### PASSAGE PROVIDED
------------
Is anyone getting the picture of the stupidity and greed of the project??... coleman, politicians looking to become consultants, the pioneer press, all the banks, real estate companies, & money men. Lite rail is about greed, not transportation for people. Tell the U of M to keep fighting. Encourage businesses along Univ. Ave to sue. Encourage minority communities to sue. Encourage the churches that stand to be destroyed to sue.
StPaul IsCorrupt

Saint Paul, MN

#23 Dec 16, 2009
So St. Paul is knocking down rec centers because they need some minor maintaince and utilities??? What idiots!

Those buildings looked fine on TV. You know in a few years they are going to ask the state for money to build brand new ones! What a crock of s@# Mayor Coleman is doing!
------------
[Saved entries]
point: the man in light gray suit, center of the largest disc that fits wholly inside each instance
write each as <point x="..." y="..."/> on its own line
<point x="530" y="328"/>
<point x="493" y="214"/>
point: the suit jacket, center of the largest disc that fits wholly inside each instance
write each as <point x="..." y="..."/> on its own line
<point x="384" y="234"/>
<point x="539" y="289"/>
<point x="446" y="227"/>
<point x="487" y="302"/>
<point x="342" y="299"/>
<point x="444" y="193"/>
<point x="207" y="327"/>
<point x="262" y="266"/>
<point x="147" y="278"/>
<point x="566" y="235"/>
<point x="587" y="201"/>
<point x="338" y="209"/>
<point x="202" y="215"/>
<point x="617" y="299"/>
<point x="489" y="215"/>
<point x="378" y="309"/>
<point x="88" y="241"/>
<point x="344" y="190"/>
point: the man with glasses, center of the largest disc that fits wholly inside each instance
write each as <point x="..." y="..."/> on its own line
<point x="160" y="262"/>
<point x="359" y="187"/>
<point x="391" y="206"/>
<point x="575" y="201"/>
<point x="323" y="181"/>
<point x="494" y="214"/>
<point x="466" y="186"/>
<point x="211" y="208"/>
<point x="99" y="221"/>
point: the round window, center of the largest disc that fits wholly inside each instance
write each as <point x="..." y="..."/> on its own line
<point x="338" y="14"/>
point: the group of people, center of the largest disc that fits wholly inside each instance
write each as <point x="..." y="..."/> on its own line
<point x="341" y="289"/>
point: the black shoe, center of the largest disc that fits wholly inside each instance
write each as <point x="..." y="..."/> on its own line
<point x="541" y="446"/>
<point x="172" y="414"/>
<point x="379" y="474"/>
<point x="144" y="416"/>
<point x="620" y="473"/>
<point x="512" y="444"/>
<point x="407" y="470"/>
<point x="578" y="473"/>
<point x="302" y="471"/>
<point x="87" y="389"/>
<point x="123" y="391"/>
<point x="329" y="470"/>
------------
### PROBLEM SET
1. According to the first of the forum posts, which three groups should be encouraged to sue?
2. Rewrite as a bulleted list the paragraph of the forum posts that begins "Is anyone getting the picture", keeping its main points.
3. Summarize the forum posts in two sentences.

### EXERCISE SOLUTIONS
1. Businesses along Univ. Ave, minority communities, and the churches that stand to be destroyed.

2.
- The project is described as stupid and greedy, involving Coleman, politicians looking to become consultants, the Pioneer Press, the banks, real estate companies, and money men.
- Light rail is said to be about greed, not transportation for people.
- The U of M should be told to keep fighting.
- Businesses along Univ. Ave, minority communities, and the churches that stand to be destroyed should be encouraged to sue.

3. The first of the forum posts calls the light rail project a matter of greed involving Coleman, politicians, the Pioneer Press, banks, real estate companies, and money men, and it urges the U of M to keep fighting and businesses, minority communities, and churches to sue. A later post, dated Dec 16, 2009, objects to St. Paul knocking down rec centers that need only minor maintenance and utilities, predicting that the city will ask the state for money to build new ones.